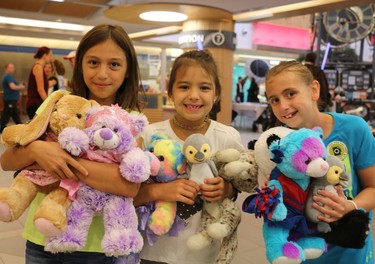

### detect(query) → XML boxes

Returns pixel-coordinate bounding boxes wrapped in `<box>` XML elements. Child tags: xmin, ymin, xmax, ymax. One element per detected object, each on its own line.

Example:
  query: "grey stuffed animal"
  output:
<box><xmin>305</xmin><ymin>155</ymin><xmax>349</xmax><ymax>233</ymax></box>
<box><xmin>183</xmin><ymin>134</ymin><xmax>257</xmax><ymax>264</ymax></box>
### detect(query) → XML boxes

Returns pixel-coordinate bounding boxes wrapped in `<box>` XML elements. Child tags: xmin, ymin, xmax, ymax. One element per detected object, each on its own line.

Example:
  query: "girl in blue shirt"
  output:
<box><xmin>266</xmin><ymin>61</ymin><xmax>375</xmax><ymax>264</ymax></box>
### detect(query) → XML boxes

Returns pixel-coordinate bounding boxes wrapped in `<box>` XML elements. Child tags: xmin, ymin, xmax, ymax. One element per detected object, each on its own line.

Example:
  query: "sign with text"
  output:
<box><xmin>178</xmin><ymin>30</ymin><xmax>237</xmax><ymax>50</ymax></box>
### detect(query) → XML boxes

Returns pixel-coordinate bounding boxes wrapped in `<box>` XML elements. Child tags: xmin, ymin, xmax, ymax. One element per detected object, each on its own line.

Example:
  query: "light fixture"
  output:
<box><xmin>129</xmin><ymin>26</ymin><xmax>182</xmax><ymax>40</ymax></box>
<box><xmin>0</xmin><ymin>16</ymin><xmax>91</xmax><ymax>32</ymax></box>
<box><xmin>139</xmin><ymin>11</ymin><xmax>188</xmax><ymax>22</ymax></box>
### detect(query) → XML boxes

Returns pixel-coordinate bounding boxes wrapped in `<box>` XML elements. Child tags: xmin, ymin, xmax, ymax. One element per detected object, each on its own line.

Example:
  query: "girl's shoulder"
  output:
<box><xmin>329</xmin><ymin>112</ymin><xmax>367</xmax><ymax>128</ymax></box>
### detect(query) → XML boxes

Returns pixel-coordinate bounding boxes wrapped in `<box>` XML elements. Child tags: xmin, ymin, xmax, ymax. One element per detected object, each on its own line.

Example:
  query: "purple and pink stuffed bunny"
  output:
<box><xmin>45</xmin><ymin>105</ymin><xmax>150</xmax><ymax>256</ymax></box>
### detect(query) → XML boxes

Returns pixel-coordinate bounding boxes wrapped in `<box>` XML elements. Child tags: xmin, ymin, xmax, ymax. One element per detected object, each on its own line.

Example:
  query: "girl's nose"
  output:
<box><xmin>189</xmin><ymin>87</ymin><xmax>199</xmax><ymax>99</ymax></box>
<box><xmin>280</xmin><ymin>99</ymin><xmax>289</xmax><ymax>109</ymax></box>
<box><xmin>98</xmin><ymin>65</ymin><xmax>108</xmax><ymax>79</ymax></box>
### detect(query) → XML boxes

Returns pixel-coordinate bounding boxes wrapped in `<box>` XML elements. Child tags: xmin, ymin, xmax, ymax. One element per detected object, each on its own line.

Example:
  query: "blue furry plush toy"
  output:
<box><xmin>243</xmin><ymin>128</ymin><xmax>329</xmax><ymax>264</ymax></box>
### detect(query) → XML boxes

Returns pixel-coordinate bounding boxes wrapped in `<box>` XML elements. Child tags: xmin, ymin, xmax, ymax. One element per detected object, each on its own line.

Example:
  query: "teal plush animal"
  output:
<box><xmin>243</xmin><ymin>128</ymin><xmax>329</xmax><ymax>264</ymax></box>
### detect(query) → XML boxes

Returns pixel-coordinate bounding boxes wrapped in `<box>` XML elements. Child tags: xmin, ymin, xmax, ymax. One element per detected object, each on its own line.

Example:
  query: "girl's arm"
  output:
<box><xmin>76</xmin><ymin>159</ymin><xmax>141</xmax><ymax>197</ymax></box>
<box><xmin>33</xmin><ymin>64</ymin><xmax>47</xmax><ymax>100</ymax></box>
<box><xmin>200</xmin><ymin>177</ymin><xmax>237</xmax><ymax>202</ymax></box>
<box><xmin>134</xmin><ymin>179</ymin><xmax>199</xmax><ymax>206</ymax></box>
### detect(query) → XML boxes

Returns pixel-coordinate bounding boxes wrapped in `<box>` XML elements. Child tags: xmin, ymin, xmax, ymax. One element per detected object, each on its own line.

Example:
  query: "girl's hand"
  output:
<box><xmin>30</xmin><ymin>140</ymin><xmax>87</xmax><ymax>180</ymax></box>
<box><xmin>200</xmin><ymin>177</ymin><xmax>229</xmax><ymax>202</ymax></box>
<box><xmin>157</xmin><ymin>179</ymin><xmax>199</xmax><ymax>205</ymax></box>
<box><xmin>312</xmin><ymin>186</ymin><xmax>354</xmax><ymax>223</ymax></box>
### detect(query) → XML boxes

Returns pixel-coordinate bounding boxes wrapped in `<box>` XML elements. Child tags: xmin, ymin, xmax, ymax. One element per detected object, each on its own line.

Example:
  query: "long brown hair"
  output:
<box><xmin>72</xmin><ymin>25</ymin><xmax>145</xmax><ymax>111</ymax></box>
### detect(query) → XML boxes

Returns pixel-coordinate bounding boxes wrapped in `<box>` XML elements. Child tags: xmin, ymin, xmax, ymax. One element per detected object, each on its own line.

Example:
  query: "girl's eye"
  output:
<box><xmin>178</xmin><ymin>85</ymin><xmax>189</xmax><ymax>90</ymax></box>
<box><xmin>201</xmin><ymin>86</ymin><xmax>211</xmax><ymax>91</ymax></box>
<box><xmin>111</xmin><ymin>62</ymin><xmax>121</xmax><ymax>68</ymax></box>
<box><xmin>269</xmin><ymin>98</ymin><xmax>279</xmax><ymax>105</ymax></box>
<box><xmin>88</xmin><ymin>60</ymin><xmax>98</xmax><ymax>66</ymax></box>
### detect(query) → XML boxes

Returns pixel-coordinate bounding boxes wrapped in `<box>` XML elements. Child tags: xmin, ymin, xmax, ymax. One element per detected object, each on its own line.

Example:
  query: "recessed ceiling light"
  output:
<box><xmin>139</xmin><ymin>11</ymin><xmax>188</xmax><ymax>22</ymax></box>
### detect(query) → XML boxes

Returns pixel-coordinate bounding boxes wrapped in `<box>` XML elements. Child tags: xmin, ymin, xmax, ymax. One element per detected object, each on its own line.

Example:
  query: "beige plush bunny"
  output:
<box><xmin>0</xmin><ymin>91</ymin><xmax>98</xmax><ymax>236</ymax></box>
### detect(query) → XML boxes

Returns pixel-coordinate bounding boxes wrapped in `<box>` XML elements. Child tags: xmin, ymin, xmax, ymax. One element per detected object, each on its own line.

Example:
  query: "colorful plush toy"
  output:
<box><xmin>207</xmin><ymin>149</ymin><xmax>258</xmax><ymax>264</ymax></box>
<box><xmin>45</xmin><ymin>105</ymin><xmax>150</xmax><ymax>256</ymax></box>
<box><xmin>137</xmin><ymin>133</ymin><xmax>185</xmax><ymax>240</ymax></box>
<box><xmin>305</xmin><ymin>155</ymin><xmax>370</xmax><ymax>248</ymax></box>
<box><xmin>0</xmin><ymin>91</ymin><xmax>98</xmax><ymax>236</ymax></box>
<box><xmin>243</xmin><ymin>128</ymin><xmax>329</xmax><ymax>263</ymax></box>
<box><xmin>305</xmin><ymin>155</ymin><xmax>349</xmax><ymax>233</ymax></box>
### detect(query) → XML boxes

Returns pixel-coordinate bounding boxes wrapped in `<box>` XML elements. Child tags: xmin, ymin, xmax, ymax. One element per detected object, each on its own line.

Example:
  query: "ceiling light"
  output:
<box><xmin>139</xmin><ymin>11</ymin><xmax>188</xmax><ymax>22</ymax></box>
<box><xmin>0</xmin><ymin>16</ymin><xmax>91</xmax><ymax>31</ymax></box>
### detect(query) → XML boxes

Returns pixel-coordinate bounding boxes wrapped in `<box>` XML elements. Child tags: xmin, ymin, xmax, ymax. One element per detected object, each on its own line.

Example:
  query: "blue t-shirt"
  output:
<box><xmin>303</xmin><ymin>113</ymin><xmax>375</xmax><ymax>264</ymax></box>
<box><xmin>3</xmin><ymin>73</ymin><xmax>20</xmax><ymax>101</ymax></box>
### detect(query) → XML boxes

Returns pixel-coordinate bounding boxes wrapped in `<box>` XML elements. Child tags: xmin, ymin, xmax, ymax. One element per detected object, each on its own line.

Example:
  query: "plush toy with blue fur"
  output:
<box><xmin>243</xmin><ymin>128</ymin><xmax>329</xmax><ymax>264</ymax></box>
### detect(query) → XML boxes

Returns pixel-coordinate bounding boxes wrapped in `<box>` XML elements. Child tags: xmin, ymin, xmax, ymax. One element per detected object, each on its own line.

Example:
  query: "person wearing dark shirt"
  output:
<box><xmin>0</xmin><ymin>63</ymin><xmax>25</xmax><ymax>133</ymax></box>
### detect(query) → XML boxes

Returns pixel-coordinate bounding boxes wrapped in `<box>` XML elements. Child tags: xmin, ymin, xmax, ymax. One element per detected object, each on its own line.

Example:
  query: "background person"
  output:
<box><xmin>0</xmin><ymin>63</ymin><xmax>25</xmax><ymax>133</ymax></box>
<box><xmin>26</xmin><ymin>46</ymin><xmax>52</xmax><ymax>119</ymax></box>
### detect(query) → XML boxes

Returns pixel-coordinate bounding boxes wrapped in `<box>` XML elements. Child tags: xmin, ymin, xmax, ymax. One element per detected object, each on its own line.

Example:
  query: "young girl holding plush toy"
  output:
<box><xmin>266</xmin><ymin>61</ymin><xmax>375</xmax><ymax>264</ymax></box>
<box><xmin>1</xmin><ymin>25</ymin><xmax>144</xmax><ymax>264</ymax></box>
<box><xmin>135</xmin><ymin>50</ymin><xmax>243</xmax><ymax>264</ymax></box>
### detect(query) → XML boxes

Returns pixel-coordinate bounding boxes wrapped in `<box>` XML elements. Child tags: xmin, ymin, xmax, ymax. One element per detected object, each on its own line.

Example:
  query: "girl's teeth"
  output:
<box><xmin>285</xmin><ymin>114</ymin><xmax>292</xmax><ymax>118</ymax></box>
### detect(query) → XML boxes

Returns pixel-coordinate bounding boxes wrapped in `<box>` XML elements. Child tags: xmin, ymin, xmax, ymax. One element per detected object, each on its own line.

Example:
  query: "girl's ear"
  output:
<box><xmin>311</xmin><ymin>80</ymin><xmax>320</xmax><ymax>101</ymax></box>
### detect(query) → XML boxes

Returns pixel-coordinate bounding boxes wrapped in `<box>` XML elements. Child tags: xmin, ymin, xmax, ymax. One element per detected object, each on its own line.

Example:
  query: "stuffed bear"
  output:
<box><xmin>243</xmin><ymin>128</ymin><xmax>329</xmax><ymax>263</ymax></box>
<box><xmin>0</xmin><ymin>91</ymin><xmax>98</xmax><ymax>236</ymax></box>
<box><xmin>137</xmin><ymin>133</ymin><xmax>185</xmax><ymax>245</ymax></box>
<box><xmin>45</xmin><ymin>105</ymin><xmax>150</xmax><ymax>257</ymax></box>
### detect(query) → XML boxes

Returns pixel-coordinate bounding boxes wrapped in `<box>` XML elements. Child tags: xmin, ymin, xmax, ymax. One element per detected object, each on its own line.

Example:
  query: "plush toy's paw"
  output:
<box><xmin>297</xmin><ymin>237</ymin><xmax>327</xmax><ymax>259</ymax></box>
<box><xmin>272</xmin><ymin>256</ymin><xmax>302</xmax><ymax>264</ymax></box>
<box><xmin>0</xmin><ymin>202</ymin><xmax>12</xmax><ymax>222</ymax></box>
<box><xmin>102</xmin><ymin>229</ymin><xmax>143</xmax><ymax>257</ymax></box>
<box><xmin>207</xmin><ymin>223</ymin><xmax>229</xmax><ymax>239</ymax></box>
<box><xmin>215</xmin><ymin>148</ymin><xmax>241</xmax><ymax>163</ymax></box>
<box><xmin>59</xmin><ymin>127</ymin><xmax>89</xmax><ymax>156</ymax></box>
<box><xmin>34</xmin><ymin>218</ymin><xmax>62</xmax><ymax>237</ymax></box>
<box><xmin>271</xmin><ymin>203</ymin><xmax>287</xmax><ymax>221</ymax></box>
<box><xmin>224</xmin><ymin>160</ymin><xmax>253</xmax><ymax>177</ymax></box>
<box><xmin>186</xmin><ymin>233</ymin><xmax>211</xmax><ymax>250</ymax></box>
<box><xmin>44</xmin><ymin>235</ymin><xmax>85</xmax><ymax>253</ymax></box>
<box><xmin>271</xmin><ymin>242</ymin><xmax>304</xmax><ymax>264</ymax></box>
<box><xmin>317</xmin><ymin>221</ymin><xmax>331</xmax><ymax>233</ymax></box>
<box><xmin>120</xmin><ymin>148</ymin><xmax>151</xmax><ymax>183</ymax></box>
<box><xmin>148</xmin><ymin>201</ymin><xmax>176</xmax><ymax>236</ymax></box>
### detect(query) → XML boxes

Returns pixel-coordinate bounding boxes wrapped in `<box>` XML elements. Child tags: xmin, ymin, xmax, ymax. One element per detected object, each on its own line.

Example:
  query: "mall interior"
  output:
<box><xmin>0</xmin><ymin>0</ymin><xmax>375</xmax><ymax>264</ymax></box>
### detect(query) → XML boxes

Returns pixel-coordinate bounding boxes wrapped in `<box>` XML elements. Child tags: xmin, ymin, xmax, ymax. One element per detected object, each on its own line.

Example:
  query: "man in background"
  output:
<box><xmin>64</xmin><ymin>50</ymin><xmax>76</xmax><ymax>69</ymax></box>
<box><xmin>0</xmin><ymin>63</ymin><xmax>26</xmax><ymax>133</ymax></box>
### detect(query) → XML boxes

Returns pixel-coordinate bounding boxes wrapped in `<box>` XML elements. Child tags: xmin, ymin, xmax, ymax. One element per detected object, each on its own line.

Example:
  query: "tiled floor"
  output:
<box><xmin>0</xmin><ymin>116</ymin><xmax>374</xmax><ymax>264</ymax></box>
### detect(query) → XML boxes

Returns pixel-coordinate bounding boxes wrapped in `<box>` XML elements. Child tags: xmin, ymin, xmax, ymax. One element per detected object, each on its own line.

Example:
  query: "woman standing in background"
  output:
<box><xmin>26</xmin><ymin>46</ymin><xmax>52</xmax><ymax>119</ymax></box>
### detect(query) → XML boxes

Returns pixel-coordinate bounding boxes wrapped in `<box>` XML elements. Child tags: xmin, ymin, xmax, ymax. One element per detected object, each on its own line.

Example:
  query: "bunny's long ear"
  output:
<box><xmin>1</xmin><ymin>90</ymin><xmax>69</xmax><ymax>146</ymax></box>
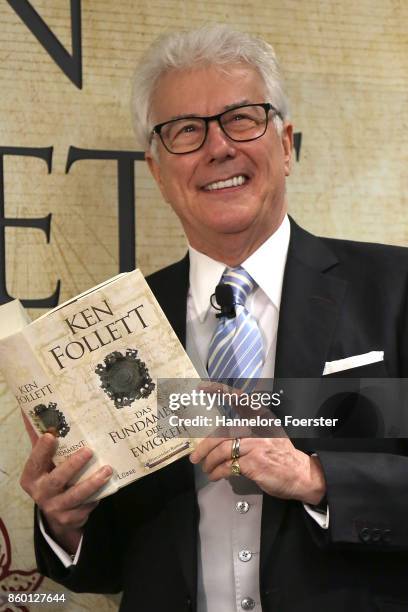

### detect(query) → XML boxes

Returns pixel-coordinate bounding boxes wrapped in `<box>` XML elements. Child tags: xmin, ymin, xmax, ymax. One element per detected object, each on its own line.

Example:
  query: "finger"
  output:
<box><xmin>21</xmin><ymin>433</ymin><xmax>57</xmax><ymax>488</ymax></box>
<box><xmin>207</xmin><ymin>459</ymin><xmax>236</xmax><ymax>482</ymax></box>
<box><xmin>46</xmin><ymin>465</ymin><xmax>113</xmax><ymax>512</ymax></box>
<box><xmin>190</xmin><ymin>437</ymin><xmax>229</xmax><ymax>463</ymax></box>
<box><xmin>43</xmin><ymin>446</ymin><xmax>93</xmax><ymax>497</ymax></box>
<box><xmin>53</xmin><ymin>502</ymin><xmax>99</xmax><ymax>529</ymax></box>
<box><xmin>21</xmin><ymin>409</ymin><xmax>39</xmax><ymax>448</ymax></box>
<box><xmin>202</xmin><ymin>440</ymin><xmax>232</xmax><ymax>474</ymax></box>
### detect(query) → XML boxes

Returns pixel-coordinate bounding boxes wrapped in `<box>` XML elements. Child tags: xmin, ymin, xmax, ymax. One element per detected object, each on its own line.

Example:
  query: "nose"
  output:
<box><xmin>204</xmin><ymin>121</ymin><xmax>236</xmax><ymax>161</ymax></box>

> _Aim of the exercise_
Select every line in the entries above that contains the word "blue", and copy each one in full. Case counts.

> _The response_
  query: "girl in blue shirt"
  query: "blue furry plush toy"
  query: "blue t-shirt"
  query: "plush toy with blue fur"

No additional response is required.